- **Written request**: Count the lines in the records below that contain the word "water", and reply with only that number.

Detection annotation records:

════

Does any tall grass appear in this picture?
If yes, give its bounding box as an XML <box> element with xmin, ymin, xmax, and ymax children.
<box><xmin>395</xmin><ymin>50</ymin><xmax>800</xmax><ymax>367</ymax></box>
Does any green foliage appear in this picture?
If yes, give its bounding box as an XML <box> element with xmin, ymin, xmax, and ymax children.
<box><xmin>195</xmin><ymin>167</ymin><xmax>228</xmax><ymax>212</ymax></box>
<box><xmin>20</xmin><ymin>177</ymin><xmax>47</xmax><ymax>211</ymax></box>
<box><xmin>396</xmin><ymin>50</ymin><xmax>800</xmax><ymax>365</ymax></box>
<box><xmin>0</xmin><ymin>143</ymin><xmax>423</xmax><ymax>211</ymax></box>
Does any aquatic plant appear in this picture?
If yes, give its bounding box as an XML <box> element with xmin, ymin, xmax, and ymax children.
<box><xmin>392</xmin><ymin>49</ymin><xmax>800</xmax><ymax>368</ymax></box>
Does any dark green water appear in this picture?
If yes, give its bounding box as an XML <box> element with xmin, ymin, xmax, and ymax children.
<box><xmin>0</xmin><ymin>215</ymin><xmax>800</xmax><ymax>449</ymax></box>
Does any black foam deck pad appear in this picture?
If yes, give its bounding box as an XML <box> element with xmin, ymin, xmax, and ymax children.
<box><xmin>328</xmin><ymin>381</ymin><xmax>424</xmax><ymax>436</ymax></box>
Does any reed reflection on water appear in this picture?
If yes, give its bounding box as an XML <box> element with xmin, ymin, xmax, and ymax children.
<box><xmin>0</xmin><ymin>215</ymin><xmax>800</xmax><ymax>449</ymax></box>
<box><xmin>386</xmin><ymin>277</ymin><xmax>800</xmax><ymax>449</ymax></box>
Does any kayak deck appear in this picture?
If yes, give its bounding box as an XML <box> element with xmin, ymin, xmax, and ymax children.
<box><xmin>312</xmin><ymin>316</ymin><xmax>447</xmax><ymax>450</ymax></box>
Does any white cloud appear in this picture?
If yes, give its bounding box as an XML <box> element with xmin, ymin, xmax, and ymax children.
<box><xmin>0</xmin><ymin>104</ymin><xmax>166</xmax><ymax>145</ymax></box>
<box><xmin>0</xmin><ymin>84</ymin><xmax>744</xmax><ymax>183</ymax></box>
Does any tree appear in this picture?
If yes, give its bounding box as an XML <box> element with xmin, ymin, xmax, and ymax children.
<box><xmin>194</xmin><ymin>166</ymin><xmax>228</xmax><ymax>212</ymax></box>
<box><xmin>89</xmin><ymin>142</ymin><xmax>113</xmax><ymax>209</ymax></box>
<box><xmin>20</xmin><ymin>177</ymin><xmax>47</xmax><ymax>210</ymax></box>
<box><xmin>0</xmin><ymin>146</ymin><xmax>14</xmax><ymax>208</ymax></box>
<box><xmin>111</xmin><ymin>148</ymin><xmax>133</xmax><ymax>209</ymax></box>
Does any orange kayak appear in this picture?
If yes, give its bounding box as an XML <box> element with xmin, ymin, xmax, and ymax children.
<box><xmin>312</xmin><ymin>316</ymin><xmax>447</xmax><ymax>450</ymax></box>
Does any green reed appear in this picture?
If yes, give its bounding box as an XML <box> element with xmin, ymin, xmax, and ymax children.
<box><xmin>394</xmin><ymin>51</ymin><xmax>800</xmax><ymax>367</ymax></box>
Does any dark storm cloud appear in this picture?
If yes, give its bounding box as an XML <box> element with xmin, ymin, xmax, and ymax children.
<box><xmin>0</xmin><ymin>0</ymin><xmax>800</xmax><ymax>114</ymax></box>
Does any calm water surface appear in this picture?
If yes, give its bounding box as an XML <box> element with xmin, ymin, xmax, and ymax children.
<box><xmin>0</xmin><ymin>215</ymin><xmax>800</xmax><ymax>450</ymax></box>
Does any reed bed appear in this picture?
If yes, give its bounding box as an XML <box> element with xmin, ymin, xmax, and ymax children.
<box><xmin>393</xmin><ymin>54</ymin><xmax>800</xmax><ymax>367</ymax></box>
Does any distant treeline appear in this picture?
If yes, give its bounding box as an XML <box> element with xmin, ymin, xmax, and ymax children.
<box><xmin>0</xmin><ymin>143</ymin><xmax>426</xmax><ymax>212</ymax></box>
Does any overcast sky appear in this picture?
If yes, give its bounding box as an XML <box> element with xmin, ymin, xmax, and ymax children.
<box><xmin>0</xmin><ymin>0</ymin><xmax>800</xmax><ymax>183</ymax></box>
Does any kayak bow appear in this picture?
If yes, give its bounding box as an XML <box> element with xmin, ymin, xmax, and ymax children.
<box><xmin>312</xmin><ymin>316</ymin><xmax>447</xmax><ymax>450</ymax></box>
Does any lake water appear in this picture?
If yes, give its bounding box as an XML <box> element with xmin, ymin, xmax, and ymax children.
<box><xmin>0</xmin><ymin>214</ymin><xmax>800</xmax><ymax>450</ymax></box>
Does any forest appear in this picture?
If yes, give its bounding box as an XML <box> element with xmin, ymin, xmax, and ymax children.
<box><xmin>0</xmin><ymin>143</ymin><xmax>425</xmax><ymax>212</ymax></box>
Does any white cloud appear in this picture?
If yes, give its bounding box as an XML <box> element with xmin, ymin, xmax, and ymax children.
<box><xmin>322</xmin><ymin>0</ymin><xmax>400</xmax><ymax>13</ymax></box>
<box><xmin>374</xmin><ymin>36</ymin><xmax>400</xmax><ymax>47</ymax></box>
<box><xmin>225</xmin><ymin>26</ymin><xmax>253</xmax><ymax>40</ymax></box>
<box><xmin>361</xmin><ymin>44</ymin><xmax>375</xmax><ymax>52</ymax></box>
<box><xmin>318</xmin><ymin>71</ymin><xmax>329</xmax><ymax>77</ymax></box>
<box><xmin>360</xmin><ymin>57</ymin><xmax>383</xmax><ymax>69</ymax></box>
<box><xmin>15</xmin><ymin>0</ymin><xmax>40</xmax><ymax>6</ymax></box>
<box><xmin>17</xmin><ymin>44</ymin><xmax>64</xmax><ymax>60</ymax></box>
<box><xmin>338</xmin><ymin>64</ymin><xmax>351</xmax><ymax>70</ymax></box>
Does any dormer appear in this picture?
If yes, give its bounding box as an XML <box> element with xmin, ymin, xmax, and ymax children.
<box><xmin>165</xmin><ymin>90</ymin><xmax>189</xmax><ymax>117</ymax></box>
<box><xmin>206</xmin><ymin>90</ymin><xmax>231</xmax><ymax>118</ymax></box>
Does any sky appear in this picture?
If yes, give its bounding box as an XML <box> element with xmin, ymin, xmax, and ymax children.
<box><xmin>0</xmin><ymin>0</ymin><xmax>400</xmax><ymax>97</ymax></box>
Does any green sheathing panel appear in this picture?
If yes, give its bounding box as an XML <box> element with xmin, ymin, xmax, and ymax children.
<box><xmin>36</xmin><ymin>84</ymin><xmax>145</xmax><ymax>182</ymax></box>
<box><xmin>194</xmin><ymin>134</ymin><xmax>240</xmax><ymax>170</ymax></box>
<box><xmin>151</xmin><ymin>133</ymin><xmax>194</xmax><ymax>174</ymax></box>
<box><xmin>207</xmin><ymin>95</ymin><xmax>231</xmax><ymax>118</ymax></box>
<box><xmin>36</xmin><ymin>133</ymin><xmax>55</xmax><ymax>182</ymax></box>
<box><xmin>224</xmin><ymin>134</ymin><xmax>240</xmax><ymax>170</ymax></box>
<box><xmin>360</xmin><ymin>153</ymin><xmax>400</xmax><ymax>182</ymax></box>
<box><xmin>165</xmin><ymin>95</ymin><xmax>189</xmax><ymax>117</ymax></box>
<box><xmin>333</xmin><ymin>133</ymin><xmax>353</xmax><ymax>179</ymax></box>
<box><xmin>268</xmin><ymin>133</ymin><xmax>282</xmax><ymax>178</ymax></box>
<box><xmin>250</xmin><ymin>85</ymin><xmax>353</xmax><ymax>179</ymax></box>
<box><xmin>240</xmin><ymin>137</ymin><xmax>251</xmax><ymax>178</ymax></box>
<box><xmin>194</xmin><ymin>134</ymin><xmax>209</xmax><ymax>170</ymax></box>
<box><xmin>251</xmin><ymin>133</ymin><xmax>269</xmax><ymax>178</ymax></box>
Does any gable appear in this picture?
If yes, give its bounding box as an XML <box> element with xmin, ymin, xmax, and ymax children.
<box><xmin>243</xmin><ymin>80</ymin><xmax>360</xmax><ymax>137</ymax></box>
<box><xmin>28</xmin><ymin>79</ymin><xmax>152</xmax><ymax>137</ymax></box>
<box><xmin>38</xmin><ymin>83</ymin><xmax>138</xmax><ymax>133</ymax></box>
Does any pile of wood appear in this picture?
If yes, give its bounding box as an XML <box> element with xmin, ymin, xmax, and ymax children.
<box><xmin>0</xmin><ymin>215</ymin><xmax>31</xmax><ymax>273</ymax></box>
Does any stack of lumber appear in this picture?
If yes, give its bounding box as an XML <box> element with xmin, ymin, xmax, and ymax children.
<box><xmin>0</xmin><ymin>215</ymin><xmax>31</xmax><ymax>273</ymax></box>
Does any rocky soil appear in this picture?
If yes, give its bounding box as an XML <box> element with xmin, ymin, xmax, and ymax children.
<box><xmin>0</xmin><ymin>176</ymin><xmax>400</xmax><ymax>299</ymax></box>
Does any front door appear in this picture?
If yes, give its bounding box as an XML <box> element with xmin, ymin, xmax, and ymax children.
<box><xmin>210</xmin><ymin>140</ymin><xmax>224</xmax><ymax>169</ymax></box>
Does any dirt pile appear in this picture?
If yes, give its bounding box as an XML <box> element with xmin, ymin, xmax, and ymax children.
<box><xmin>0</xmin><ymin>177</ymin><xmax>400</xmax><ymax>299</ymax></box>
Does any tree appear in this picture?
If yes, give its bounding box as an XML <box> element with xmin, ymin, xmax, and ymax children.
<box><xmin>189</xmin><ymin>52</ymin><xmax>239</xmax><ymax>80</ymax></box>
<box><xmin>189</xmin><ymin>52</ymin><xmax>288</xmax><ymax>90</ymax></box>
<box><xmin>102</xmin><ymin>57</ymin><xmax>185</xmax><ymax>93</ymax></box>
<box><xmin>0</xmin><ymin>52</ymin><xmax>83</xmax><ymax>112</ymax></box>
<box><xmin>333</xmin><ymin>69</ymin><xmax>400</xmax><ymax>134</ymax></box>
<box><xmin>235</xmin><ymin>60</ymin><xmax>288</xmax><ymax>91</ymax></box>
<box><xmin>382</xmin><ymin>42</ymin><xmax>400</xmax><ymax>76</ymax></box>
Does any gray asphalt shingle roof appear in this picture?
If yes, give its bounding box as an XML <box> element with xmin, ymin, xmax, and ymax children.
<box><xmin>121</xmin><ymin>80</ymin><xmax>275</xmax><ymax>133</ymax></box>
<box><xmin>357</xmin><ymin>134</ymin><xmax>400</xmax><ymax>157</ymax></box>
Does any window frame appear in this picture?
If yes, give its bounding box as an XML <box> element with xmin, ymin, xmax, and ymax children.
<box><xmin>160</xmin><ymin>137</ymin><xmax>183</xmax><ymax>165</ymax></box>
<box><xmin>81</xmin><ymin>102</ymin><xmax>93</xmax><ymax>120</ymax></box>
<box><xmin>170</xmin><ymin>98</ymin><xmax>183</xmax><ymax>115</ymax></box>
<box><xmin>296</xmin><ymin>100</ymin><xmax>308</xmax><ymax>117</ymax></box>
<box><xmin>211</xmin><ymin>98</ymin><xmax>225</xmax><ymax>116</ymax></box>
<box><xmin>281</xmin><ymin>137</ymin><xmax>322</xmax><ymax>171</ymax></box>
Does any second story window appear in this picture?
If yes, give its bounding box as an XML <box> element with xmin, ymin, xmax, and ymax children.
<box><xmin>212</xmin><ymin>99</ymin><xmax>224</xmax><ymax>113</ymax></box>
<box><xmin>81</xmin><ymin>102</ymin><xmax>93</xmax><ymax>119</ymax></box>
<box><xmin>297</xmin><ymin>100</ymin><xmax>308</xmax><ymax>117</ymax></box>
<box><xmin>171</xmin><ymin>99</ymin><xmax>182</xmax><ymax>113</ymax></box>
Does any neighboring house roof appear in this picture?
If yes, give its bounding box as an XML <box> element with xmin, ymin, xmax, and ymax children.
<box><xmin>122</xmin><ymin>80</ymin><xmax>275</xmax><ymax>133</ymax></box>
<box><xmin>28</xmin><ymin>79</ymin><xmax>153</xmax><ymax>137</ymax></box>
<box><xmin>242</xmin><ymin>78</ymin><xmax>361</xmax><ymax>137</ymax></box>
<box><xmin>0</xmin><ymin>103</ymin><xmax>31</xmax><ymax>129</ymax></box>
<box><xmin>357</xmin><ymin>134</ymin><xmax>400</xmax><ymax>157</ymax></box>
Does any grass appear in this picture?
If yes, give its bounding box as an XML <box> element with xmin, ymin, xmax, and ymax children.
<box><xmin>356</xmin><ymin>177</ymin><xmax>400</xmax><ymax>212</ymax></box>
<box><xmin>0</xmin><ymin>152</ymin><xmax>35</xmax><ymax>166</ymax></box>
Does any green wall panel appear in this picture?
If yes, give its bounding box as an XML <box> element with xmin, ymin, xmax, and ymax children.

════

- **Complete output**: 4